Every line with "order" in it must be copied from the data.

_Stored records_
• • • •

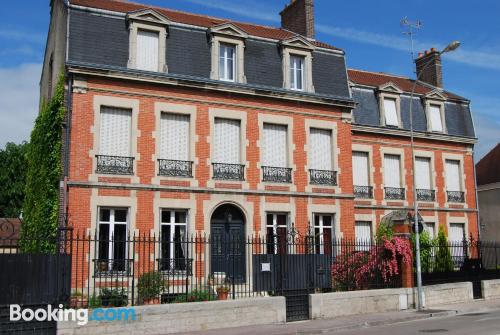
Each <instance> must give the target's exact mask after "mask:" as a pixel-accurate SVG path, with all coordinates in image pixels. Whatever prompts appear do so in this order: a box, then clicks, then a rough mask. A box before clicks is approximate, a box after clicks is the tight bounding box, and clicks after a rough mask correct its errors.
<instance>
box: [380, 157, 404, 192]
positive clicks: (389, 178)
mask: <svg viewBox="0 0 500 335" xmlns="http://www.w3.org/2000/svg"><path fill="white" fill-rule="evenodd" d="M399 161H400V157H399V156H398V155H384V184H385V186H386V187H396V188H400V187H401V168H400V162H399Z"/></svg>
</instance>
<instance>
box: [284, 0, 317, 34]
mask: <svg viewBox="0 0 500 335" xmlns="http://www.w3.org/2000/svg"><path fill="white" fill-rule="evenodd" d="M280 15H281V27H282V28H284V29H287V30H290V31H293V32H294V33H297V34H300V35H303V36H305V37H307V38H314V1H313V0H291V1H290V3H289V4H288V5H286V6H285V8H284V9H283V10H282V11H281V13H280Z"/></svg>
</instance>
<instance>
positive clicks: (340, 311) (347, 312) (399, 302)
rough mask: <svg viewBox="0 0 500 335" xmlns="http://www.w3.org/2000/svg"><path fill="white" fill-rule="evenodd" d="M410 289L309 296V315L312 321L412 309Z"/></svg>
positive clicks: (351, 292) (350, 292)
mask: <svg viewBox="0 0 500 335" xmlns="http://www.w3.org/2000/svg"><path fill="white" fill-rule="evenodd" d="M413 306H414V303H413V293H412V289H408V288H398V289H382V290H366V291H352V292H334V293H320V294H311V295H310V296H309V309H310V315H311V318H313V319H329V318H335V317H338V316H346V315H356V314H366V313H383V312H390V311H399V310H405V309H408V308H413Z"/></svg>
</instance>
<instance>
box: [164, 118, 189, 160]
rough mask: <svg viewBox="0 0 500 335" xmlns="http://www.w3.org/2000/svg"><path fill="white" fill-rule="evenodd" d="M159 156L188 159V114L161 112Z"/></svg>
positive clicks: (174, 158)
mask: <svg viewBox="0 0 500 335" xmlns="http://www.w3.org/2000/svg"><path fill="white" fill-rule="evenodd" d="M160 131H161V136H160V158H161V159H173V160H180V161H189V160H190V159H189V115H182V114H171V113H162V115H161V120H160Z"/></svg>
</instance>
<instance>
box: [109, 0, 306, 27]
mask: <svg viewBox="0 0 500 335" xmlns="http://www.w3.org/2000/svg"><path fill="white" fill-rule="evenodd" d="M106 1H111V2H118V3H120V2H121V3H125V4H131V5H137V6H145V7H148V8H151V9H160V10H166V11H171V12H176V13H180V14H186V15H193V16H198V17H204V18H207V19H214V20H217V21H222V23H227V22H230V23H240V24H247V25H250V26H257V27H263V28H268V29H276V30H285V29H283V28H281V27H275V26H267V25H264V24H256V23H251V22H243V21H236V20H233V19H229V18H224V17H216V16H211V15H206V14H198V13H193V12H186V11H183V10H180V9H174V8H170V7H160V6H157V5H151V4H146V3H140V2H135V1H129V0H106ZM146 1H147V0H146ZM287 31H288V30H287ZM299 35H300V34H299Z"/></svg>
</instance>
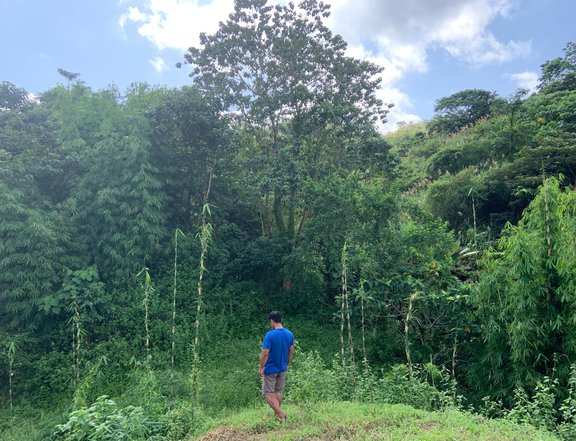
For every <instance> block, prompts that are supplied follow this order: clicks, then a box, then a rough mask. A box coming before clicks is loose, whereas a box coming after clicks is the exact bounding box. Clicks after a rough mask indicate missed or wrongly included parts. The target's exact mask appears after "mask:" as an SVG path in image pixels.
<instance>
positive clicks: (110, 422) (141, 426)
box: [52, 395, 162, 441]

• • • •

_TASK ANSWER_
Each <instance> must give the target's exact mask after "mask:" as a pixel-accurate SVG path, with all coordinates in image pixels. Whatever prompts appear do so in this order: a box, then clicks, then a rough mask. A box before clicks is approximate, a box after clicks is the tight bounding box, and clicks after a rough mask correct its errors.
For every <instance> block, prompts that are supplied follow this order: clicks, then a box, then a rough mask. A box coming before clicks is loose, whereas a box coming after clicks is the exact bounding box. Clicks after a rough mask indicate missed or wrongly included parts. The target's exact mask appears after "mask:" as an SVG path in image pixels.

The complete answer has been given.